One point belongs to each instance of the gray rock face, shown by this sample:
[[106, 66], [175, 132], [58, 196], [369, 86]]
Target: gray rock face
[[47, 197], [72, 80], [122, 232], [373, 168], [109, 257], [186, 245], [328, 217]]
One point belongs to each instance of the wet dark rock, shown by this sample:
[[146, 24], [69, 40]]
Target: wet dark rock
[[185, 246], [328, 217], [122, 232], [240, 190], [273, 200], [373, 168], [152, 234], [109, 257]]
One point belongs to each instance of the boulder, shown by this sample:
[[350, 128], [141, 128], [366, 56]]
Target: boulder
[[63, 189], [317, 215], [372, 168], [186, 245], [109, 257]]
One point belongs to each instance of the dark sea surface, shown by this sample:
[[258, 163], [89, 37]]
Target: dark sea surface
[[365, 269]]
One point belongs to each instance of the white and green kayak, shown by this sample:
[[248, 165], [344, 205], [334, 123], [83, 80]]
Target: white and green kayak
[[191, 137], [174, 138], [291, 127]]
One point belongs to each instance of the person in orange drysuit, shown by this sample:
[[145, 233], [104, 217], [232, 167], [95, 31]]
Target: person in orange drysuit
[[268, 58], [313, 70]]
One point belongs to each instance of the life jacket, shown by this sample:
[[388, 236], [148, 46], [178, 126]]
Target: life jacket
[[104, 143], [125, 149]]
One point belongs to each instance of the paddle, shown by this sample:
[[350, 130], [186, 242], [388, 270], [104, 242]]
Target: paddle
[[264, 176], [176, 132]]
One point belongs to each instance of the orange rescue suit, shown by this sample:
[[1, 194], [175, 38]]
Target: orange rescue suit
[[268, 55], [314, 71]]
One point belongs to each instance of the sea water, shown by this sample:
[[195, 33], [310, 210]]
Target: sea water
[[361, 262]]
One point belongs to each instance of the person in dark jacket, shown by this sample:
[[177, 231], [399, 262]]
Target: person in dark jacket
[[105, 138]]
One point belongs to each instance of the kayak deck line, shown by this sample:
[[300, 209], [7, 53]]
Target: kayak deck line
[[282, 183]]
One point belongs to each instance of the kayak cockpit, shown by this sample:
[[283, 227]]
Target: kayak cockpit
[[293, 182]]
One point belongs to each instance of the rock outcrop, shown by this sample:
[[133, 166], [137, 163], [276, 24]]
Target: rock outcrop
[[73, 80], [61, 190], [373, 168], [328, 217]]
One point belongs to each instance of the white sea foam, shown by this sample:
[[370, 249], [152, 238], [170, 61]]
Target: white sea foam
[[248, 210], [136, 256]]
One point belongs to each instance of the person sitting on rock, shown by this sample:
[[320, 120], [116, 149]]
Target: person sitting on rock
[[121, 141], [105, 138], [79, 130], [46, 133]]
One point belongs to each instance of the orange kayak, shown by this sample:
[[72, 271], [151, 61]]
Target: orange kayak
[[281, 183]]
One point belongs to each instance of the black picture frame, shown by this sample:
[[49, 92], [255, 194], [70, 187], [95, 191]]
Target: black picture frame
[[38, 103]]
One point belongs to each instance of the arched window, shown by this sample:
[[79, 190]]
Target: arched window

* Task to complete *
Please copy the records word for word, starting with their first line and stopping after the line that contains "[[268, 58], [313, 70]]".

* Exercise solution *
One point belongs to each instance of the gray rock face, shown by this sample:
[[106, 66], [175, 132], [58, 196], [369, 86]]
Target: gray rock face
[[47, 197], [72, 80], [122, 232], [373, 168], [109, 257], [186, 245], [328, 217]]
One point belongs to each instance of the wet dark rock, shown by this sample:
[[146, 24], [69, 40]]
Target: wet dark rock
[[185, 246], [328, 217], [122, 232], [240, 190], [273, 200], [373, 168], [152, 234], [109, 257]]
One point belongs to each instance of the boulder, shown by this sample:
[[350, 128], [141, 128], [366, 56]]
Target: boulder
[[63, 189], [317, 215], [372, 168], [186, 245], [109, 257]]
One point belongs to each instance of the dark sea surface, shown by this sample:
[[258, 163], [89, 37]]
Target: dark sea surface
[[365, 269]]
One point belongs to each instance of the white and green kayak, shown by this sample:
[[248, 165], [344, 205], [334, 123], [83, 80]]
Target: white and green kayak
[[191, 137], [174, 138], [291, 127]]
One point belongs to each instance of the person in orange drysuit, shown by this sample:
[[145, 233], [104, 217], [232, 167], [95, 31]]
Target: person in orange drysuit
[[268, 58], [313, 70]]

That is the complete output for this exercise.